» **Perguntas**:
1/ Responda às perguntas abaixo com base no relato, marcando as respostas com (a), (b) e (c):
(a) Onde o homem estava sentado?
(b) O que a senhora tentava entregar ao homem?
(c) Como estavam os olhos do homem quando os guardas o levantaram?
2/ Transcreva literalmente o trecho do relato entre "Desci, tentei falar" e "seu tempo fia!", inclusive.
──────── Texto fornecido
What a Wonderful World II

Um homem sentado imóvel no terminal em frente ao ponto do Expresso, sacolinha com pertences caída ao lado das mãos inertes. Torrentes de gente indo e vindo, alguns olhavam e continuavam, outros desviavam o caminho, e outros sequer olhavam. Era um lixo apenas, um empecilho trancando a passagem dessa massa INSANA de pessoas, para as quais seus semelhantes passam despercebidos com uma facilidade que assusta aos mais sensíveis!!
Desci, tentei falar com o senhor, ele estava vivo, mas não conseguia falar, comprei uma garrafinha de água, mas ele não reagiu, chamei os guardas, nada.

Prestei atenção nos comentários:

- Ah, tá caindo de bêbado, mamado, sem vergonha, tem que largar aí.

- É vagabundo, não perca seu tempo fia!

Eu penso: Ele estava imóvel, era um senhor, cabelos grisalhos, PARECIA NÃO RESPIRAR, qual o problema das pessoas?? Saio para chamar os guardas de novo, ao voltar tem uma senhora, cutucando a cabeça dele e tentando lhe entregar um panfleto de Igreja: "Procure Deus", ou algo do tipo. Eu cheguei e pedi a ela que se afastasse, que ele precisava de ajuda de um médico não de panfletagem, que parasse com aquela sandice absurda. Ora, o homem sequer reagiu a água, ela vai querer panfletar?? Então ela me pediu: - Coloque no bolso dele então, eu acredito que deus vai salvá-lo. PORRA, MAS QUE MERDA É ESSA? Os guardas resolveram vir e levantaram o senhor, ele estava mesmo bêbado, exalando a álcool, os olhos vermelhos banhados em lágrimas. E DAÍ? Alguém sabe o motivo que o fez chegar a tal ponto? Uma dentre todas aquelas pessoas que deram risada quando ele foi erguido está em um patamar de santidade tão elevado que as permite tripudiar em cima dos dramas alheios?? Quem somos nós para julgar quem deve ser salvo?? Quem pensa assim está impregnado demais dos ensinamentos tortuosos da bíblia que escolhia os que viveriam para sempre e os que iriam queimar no inferno. Ele estava bêbado sim, mas ele poderia estar tendo um ataque, ou qualquer outro problema. Acorda pessoal, o mundo não pode ser assim, não podemos transformar nossos semelhantes em seres invisíveis, não podemos atravessar nossos dias feito lince negras, deixando de sentir qualquer coisa que aconteça ao nosso redor. Eu tinha NOJO de vocês, agora eu tenho MEDO de vocês!!
────────────────
──────── Dados armazenados
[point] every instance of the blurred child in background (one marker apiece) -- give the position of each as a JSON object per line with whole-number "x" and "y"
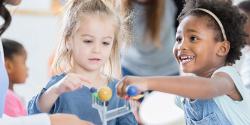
{"x": 15, "y": 62}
────────────────
» **Soluções dos exercícios**:
1/
(a) No terminal, em frente ao ponto do Expresso.
(b) Um panfleto de Igreja.
(c) Vermelhos e banhados em lágrimas.

2/
Desci, tentei falar com o senhor, ele estava vivo, mas não conseguia falar, comprei uma garrafinha de água, mas ele não reagiu, chamei os guardas, nada.

Prestei atenção nos comentários:

- Ah, tá caindo de bêbado, mamado, sem vergonha, tem que largar aí.

- É vagabundo, não perca seu tempo fia!